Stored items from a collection
--- BEGIN ---
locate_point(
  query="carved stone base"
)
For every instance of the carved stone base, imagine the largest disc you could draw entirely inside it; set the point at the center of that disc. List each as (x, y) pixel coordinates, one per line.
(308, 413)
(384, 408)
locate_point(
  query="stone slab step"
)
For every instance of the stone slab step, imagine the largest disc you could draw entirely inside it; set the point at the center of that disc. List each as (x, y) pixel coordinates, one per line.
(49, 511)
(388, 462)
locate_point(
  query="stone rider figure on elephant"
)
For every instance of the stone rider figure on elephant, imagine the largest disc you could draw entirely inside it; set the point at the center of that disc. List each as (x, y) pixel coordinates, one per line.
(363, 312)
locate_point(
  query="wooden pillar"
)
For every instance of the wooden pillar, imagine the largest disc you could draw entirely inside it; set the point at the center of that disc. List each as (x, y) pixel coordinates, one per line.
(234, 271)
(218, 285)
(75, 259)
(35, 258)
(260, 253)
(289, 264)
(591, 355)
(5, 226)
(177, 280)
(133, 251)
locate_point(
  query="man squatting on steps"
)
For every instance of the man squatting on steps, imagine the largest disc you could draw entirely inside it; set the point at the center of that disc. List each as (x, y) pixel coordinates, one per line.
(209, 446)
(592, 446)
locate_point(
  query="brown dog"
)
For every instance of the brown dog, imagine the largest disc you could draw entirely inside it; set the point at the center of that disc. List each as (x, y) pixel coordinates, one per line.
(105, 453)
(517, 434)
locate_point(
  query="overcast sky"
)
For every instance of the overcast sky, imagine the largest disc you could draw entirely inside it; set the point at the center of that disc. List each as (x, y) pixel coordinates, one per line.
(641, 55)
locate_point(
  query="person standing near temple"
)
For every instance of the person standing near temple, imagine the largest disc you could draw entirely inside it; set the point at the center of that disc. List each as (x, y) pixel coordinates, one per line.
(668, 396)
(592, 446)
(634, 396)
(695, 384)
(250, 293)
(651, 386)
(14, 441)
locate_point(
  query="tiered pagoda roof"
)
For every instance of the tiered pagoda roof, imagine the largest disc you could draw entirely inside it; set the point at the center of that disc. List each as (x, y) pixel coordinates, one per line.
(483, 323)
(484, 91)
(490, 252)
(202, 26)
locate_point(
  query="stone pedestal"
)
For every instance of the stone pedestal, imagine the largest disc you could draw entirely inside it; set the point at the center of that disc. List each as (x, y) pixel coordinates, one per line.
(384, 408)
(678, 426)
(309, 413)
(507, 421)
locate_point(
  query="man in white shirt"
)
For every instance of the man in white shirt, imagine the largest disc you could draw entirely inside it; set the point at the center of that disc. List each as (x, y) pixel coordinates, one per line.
--- END ---
# WHAT IS REQUIRED:
Report every line in the entries above that contains the word "figure", copying each such line in full.

# RESPONSE TO THE TASK:
  query="stone rider figure on elephant"
For every instance of the stone rider figure on elephant, imagine the largest disc you could draw entirely inside it; set the point at the center of that disc. List each as (x, y) pixel coordinates, one per line.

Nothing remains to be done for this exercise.